### Records from a data source
··········

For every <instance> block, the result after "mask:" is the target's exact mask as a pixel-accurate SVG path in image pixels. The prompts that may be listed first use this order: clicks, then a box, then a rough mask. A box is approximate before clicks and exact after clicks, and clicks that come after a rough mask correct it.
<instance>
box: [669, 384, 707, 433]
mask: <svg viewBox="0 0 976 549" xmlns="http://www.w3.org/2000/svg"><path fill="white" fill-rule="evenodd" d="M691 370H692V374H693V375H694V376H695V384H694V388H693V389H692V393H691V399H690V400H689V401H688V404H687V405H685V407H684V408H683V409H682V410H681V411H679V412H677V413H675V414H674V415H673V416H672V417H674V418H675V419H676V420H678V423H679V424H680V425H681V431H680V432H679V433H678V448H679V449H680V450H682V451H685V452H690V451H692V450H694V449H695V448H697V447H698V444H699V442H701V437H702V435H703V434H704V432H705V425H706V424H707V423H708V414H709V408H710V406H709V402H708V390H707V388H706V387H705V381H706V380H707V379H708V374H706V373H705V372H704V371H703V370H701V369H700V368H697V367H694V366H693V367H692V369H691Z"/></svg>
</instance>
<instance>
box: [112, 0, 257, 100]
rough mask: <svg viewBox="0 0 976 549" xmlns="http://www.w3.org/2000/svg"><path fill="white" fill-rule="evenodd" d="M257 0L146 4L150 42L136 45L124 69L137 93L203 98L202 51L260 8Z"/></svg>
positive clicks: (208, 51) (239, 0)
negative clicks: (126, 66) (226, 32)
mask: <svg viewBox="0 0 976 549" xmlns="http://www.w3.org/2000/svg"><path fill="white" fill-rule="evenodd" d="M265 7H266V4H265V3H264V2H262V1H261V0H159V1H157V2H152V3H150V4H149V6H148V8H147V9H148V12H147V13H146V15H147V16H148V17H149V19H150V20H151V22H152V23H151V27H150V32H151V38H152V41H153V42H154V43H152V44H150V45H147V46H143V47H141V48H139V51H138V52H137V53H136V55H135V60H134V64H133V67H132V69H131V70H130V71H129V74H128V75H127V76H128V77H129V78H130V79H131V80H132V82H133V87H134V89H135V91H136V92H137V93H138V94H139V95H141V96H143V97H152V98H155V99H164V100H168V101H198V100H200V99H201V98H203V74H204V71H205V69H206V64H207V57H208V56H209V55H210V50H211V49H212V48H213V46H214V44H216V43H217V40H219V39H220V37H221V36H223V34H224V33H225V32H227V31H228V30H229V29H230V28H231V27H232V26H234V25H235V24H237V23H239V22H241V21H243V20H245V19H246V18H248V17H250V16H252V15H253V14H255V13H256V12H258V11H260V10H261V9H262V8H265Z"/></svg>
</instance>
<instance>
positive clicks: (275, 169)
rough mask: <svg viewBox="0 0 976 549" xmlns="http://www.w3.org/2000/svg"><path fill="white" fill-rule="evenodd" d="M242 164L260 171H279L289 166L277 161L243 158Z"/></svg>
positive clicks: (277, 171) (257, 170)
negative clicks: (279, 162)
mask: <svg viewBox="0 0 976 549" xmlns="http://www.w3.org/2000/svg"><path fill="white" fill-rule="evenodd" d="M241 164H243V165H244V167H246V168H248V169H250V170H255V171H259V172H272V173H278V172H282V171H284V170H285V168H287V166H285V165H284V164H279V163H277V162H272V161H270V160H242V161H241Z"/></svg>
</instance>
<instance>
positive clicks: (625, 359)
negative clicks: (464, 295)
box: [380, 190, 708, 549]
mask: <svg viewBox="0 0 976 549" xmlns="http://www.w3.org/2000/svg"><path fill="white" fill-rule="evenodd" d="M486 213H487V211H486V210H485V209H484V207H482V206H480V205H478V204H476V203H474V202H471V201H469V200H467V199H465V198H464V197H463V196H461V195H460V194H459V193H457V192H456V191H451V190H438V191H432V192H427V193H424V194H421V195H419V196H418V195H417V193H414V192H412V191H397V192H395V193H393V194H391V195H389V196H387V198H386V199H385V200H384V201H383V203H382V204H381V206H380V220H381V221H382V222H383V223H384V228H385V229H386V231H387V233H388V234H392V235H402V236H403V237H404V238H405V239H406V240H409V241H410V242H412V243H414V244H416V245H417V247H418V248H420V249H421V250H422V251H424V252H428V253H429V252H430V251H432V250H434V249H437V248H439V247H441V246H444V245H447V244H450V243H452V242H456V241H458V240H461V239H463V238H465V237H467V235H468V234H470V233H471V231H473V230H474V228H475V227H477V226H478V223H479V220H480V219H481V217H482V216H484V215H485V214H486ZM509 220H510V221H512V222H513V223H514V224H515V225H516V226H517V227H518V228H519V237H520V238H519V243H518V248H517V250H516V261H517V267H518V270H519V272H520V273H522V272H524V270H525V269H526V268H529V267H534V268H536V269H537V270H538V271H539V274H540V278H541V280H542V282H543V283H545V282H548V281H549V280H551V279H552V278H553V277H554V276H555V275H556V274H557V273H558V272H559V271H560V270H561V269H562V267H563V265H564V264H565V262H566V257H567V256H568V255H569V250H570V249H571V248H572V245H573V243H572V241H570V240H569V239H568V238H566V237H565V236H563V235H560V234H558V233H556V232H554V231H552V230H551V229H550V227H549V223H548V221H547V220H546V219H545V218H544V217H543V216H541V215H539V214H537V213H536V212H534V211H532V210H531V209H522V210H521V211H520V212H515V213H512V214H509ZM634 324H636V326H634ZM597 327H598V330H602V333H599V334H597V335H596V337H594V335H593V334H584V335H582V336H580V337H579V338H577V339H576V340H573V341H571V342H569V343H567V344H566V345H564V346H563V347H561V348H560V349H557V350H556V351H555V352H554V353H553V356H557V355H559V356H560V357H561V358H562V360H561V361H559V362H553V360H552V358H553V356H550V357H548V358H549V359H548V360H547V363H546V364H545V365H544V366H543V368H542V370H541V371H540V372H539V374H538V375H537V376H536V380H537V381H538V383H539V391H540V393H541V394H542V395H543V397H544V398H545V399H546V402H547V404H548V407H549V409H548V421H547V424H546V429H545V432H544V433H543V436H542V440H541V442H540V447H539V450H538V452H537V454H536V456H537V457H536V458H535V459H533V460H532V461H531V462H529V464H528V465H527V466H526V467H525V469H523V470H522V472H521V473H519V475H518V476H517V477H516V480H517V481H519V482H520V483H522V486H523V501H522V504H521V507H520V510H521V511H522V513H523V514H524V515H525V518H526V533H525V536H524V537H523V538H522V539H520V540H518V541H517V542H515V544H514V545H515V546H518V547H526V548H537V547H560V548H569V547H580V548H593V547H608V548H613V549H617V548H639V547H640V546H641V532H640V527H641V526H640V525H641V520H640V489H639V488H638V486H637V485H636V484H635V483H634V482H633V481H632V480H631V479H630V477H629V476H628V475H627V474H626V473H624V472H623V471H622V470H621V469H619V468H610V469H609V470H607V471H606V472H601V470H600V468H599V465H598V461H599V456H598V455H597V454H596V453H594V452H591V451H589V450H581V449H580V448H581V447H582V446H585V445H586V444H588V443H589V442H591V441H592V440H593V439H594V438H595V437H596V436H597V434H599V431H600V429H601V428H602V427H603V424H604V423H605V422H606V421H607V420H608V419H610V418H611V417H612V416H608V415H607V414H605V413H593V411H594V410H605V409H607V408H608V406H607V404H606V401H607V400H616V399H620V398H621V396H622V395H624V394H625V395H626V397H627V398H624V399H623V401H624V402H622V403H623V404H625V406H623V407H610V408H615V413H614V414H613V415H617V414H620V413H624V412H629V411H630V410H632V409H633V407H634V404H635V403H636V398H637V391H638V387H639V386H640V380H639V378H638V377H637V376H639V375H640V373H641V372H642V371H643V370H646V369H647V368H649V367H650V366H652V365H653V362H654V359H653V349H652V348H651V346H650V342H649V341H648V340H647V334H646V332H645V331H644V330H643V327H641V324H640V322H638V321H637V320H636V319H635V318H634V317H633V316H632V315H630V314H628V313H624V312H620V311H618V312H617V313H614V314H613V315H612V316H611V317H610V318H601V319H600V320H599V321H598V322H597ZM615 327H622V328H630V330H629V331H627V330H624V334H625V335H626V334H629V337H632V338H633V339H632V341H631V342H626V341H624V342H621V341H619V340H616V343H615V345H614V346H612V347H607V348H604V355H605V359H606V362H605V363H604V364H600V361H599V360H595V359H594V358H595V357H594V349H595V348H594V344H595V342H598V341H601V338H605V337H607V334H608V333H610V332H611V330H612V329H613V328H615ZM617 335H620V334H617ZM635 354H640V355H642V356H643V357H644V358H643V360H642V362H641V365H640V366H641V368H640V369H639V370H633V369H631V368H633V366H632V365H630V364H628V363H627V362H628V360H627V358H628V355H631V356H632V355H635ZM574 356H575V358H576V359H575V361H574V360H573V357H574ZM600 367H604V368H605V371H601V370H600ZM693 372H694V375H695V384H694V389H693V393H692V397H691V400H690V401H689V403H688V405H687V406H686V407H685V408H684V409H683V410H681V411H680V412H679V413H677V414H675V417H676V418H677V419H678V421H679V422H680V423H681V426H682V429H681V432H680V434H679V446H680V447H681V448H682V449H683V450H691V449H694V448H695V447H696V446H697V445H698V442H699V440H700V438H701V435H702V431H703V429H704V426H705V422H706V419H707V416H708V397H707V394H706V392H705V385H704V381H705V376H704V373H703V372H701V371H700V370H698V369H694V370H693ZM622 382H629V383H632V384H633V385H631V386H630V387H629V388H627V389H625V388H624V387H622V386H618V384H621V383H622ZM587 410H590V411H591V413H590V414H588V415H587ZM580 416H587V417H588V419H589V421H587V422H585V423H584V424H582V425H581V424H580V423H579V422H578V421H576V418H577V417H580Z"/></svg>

··········

Format the part of the records that opens at the start and closes with the line containing "box: [669, 384, 707, 433]" as a JSON list of strings, one string per line and blank lines omitted.

### Your solution
[
  "For every <instance> block, the result after \"mask:\" is the target's exact mask as a pixel-accurate SVG path in image pixels. The prompts that may be listed first use this order: clicks, then a box, then a rough mask. A box is approximate before clicks and exact after clicks, and clicks that come after a rough mask correct it.",
  "<instance>",
  "box: [669, 384, 707, 433]"
]